# What needs to be done
Could the records below please be retyped exactly, with their pictures left out?

# Source material
======

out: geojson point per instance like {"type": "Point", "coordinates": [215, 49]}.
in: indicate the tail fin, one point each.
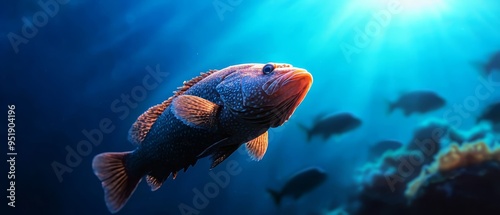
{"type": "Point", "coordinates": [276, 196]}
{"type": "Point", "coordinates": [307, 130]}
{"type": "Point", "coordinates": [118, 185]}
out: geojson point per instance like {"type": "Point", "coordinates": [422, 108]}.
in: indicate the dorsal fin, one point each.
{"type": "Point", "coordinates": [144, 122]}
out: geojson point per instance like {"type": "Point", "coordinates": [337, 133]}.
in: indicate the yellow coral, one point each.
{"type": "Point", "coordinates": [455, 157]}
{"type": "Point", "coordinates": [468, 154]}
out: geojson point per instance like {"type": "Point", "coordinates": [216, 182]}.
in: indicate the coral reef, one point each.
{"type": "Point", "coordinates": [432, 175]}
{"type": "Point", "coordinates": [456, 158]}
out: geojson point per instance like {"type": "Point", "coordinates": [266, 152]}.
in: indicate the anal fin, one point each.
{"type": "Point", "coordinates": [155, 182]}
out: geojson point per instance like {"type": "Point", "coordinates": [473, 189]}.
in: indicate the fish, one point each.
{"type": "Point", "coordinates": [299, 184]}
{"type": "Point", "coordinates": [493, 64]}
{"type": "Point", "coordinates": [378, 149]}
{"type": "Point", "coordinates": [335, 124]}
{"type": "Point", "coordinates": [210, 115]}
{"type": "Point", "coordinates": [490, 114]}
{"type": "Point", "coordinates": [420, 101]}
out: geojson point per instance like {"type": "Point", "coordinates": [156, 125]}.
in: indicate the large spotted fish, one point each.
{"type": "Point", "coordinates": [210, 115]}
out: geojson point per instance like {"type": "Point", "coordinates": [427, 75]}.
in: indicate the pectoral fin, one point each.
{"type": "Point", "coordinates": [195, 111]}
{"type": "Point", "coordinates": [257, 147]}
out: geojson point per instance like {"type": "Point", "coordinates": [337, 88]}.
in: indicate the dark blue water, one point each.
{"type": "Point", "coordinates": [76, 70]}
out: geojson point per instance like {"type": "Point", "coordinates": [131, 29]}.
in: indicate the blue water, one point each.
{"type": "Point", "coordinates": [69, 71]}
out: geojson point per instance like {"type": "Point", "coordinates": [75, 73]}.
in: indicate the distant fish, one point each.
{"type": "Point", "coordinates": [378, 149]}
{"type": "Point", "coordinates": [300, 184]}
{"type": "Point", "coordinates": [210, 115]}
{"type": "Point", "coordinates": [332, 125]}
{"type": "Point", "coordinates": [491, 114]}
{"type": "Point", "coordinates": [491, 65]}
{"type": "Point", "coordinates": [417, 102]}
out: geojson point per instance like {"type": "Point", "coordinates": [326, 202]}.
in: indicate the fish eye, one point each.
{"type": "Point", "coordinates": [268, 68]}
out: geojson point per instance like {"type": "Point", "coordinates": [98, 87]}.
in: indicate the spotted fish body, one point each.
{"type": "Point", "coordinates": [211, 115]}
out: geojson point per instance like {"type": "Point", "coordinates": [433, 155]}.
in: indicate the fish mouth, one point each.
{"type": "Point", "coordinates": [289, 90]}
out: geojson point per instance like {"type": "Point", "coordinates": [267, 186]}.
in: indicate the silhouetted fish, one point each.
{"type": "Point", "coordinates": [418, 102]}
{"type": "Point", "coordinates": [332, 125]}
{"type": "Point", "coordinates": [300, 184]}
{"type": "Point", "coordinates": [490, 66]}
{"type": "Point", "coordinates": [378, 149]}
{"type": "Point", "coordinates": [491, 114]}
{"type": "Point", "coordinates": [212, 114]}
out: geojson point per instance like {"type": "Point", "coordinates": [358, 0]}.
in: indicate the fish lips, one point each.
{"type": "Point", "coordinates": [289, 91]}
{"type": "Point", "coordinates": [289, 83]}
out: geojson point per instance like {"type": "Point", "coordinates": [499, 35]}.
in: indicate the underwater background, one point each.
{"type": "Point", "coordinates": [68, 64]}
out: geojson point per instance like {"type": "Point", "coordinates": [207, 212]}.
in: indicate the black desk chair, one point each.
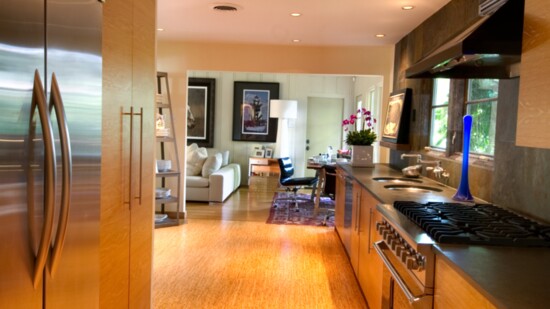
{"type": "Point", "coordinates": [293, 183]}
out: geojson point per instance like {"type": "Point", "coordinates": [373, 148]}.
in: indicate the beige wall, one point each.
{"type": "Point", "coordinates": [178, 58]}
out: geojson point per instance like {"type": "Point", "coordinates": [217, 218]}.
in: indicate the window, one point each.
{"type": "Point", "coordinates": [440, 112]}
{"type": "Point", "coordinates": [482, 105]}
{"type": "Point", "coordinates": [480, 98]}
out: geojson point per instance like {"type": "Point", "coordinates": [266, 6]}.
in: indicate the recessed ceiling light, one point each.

======

# Answer below
out: geojson point per instance like {"type": "Point", "coordinates": [215, 49]}.
in: indicate the tail fin, one point each.
{"type": "Point", "coordinates": [276, 196]}
{"type": "Point", "coordinates": [307, 130]}
{"type": "Point", "coordinates": [118, 185]}
out: geojson point per instance like {"type": "Point", "coordinates": [422, 108]}.
in: indicate the dorsal fin, one point each.
{"type": "Point", "coordinates": [144, 122]}
out: geojson point per instance like {"type": "Point", "coordinates": [337, 133]}.
in: indicate the yellow coral, one point each.
{"type": "Point", "coordinates": [455, 157]}
{"type": "Point", "coordinates": [468, 154]}
out: geojson point per instance like {"type": "Point", "coordinates": [216, 182]}.
in: indicate the coral reef, one point each.
{"type": "Point", "coordinates": [432, 175]}
{"type": "Point", "coordinates": [456, 158]}
out: geojson point per instance like {"type": "Point", "coordinates": [266, 152]}.
in: indicate the anal fin, one point each.
{"type": "Point", "coordinates": [155, 182]}
out: geojson point per instance like {"type": "Point", "coordinates": [473, 189]}.
in: indicate the fish, one point each.
{"type": "Point", "coordinates": [299, 184]}
{"type": "Point", "coordinates": [493, 64]}
{"type": "Point", "coordinates": [378, 149]}
{"type": "Point", "coordinates": [335, 124]}
{"type": "Point", "coordinates": [210, 115]}
{"type": "Point", "coordinates": [490, 114]}
{"type": "Point", "coordinates": [420, 101]}
out: geojson point per instance like {"type": "Point", "coordinates": [156, 125]}.
in: indicate the large spotted fish, one point each.
{"type": "Point", "coordinates": [210, 115]}
out: geojson point per instance like {"type": "Point", "coordinates": [427, 75]}.
in: indicate the pectoral fin, one point each.
{"type": "Point", "coordinates": [195, 111]}
{"type": "Point", "coordinates": [257, 147]}
out: geojson point per instance like {"type": "Point", "coordinates": [337, 88]}.
in: indicate the dark blue water, one point each.
{"type": "Point", "coordinates": [76, 70]}
out: geojson point per instance like {"type": "Point", "coordinates": [131, 29]}.
in: indicate the blue water, one point each.
{"type": "Point", "coordinates": [69, 71]}
out: geojson point per instance like {"type": "Point", "coordinates": [75, 73]}.
in: indicate the distant fish, one point each.
{"type": "Point", "coordinates": [378, 149]}
{"type": "Point", "coordinates": [300, 184]}
{"type": "Point", "coordinates": [210, 115]}
{"type": "Point", "coordinates": [332, 125]}
{"type": "Point", "coordinates": [491, 114]}
{"type": "Point", "coordinates": [491, 65]}
{"type": "Point", "coordinates": [417, 102]}
out: geojson point per instance like {"type": "Point", "coordinates": [326, 202]}.
in: indicate the fish eye, one point each.
{"type": "Point", "coordinates": [268, 68]}
out: geojson point per instance like {"type": "Point", "coordinates": [98, 87]}.
in: indicate the spotted fish body, one point each.
{"type": "Point", "coordinates": [211, 115]}
out: geojson point per instance like {"type": "Point", "coordinates": [433, 155]}.
in: indicate the fish mouth, one point each.
{"type": "Point", "coordinates": [289, 90]}
out: geojson point per instance like {"type": "Point", "coordinates": [267, 186]}.
in: indicate the silhouetted fish, one point each.
{"type": "Point", "coordinates": [418, 102]}
{"type": "Point", "coordinates": [332, 125]}
{"type": "Point", "coordinates": [300, 184]}
{"type": "Point", "coordinates": [490, 66]}
{"type": "Point", "coordinates": [378, 149]}
{"type": "Point", "coordinates": [491, 114]}
{"type": "Point", "coordinates": [212, 114]}
out: geojson point per instance like {"type": "Point", "coordinates": [358, 0]}.
in: indicate the fish lips, one point each.
{"type": "Point", "coordinates": [289, 91]}
{"type": "Point", "coordinates": [289, 83]}
out: geojson point per instance like {"type": "Point", "coordinates": [499, 35]}.
in: indicate the underwater background, one point each.
{"type": "Point", "coordinates": [68, 64]}
out: geojson point per instance like {"type": "Point", "coordinates": [207, 212]}.
in: indicate the black desk chair, one point each.
{"type": "Point", "coordinates": [293, 183]}
out: geojson point per instance like {"type": "Point", "coordinates": [373, 148]}.
in: indicate the beige wall, one point each.
{"type": "Point", "coordinates": [178, 58]}
out: geojson point per instance like {"type": "Point", "coordinates": [217, 218]}.
in: indicate the window, one point each.
{"type": "Point", "coordinates": [440, 112]}
{"type": "Point", "coordinates": [482, 105]}
{"type": "Point", "coordinates": [480, 98]}
out: geojson point per instance like {"type": "Point", "coordinates": [266, 6]}.
in: indicate the recessed ceiling light, one point each.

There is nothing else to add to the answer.